PASSAGE —
---
By Steven Nadler | HUMANITIES,

 

September/October 2013 | Volume 34, Number 5

Bento de Spinoza was a young merchant in Amsterdam, one of many Sephardic Jews in that city involved in overseas trade in the early 1650s. The specialty of his family’s firm, which he and his brother Gabriel had been running since their father’s death in 1654, was importing dried fruit. Bento (or Baruch, as he would have been called in Hebrew in the Portuguese community’s synagogue—the names both mean “blessed”) was, at this time and to all appearances, an upstanding member of the Talmud Torah congregation. His communal tax payments and contributions to the community’s charitable funds may have been especially low by early 1656, but this could have been a reflection only of the poor condition of his business.
---
DIRECTIONS —
1. Print the stretch of the Spinoza passage that opens with the words containing "September/October 2013 |" and closes with "of his business.", copied word for word.
2. Return each line of the entries below, unchanged, from the first line through the last.
The entries below have no connection to the Spinoza passage.
---
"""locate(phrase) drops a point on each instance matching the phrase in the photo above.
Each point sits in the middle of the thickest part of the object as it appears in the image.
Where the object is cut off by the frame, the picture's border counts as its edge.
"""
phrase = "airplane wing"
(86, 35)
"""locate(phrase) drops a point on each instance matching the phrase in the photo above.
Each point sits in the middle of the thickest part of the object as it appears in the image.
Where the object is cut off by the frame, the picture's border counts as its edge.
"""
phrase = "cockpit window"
---
ANSWERS TO THE TASKS —
1.
September/October 2013 | Volume 34, Number 5

Bento de Spinoza was a young merchant in Amsterdam, one of many Sephardic Jews in that city involved in overseas trade in the early 1650s. The specialty of his family’s firm, which he and his brother Gabriel had been running since their father’s death in 1654, was importing dried fruit. Bento (or Baruch, as he would have been called in Hebrew in the Portuguese community’s synagogue—the names both mean “blessed”) was, at this time and to all appearances, an upstanding member of the Talmud Torah congregation. His communal tax payments and contributions to the community’s charitable funds may have been especially low by early 1656, but this could have been a reflection only of the poor condition of his business.

2.
"""locate(phrase) drops a point on each instance matching the phrase in the photo above.
Each point sits in the middle of the thickest part of the object as it appears in the image.
Where the object is cut off by the frame, the picture's border counts as its edge.
"""
phrase = "airplane wing"
(86, 35)
"""locate(phrase) drops a point on each instance matching the phrase in the photo above.
Each point sits in the middle of the thickest part of the object as it appears in the image.
Where the object is cut off by the frame, the picture's border counts as its edge.
"""
phrase = "cockpit window"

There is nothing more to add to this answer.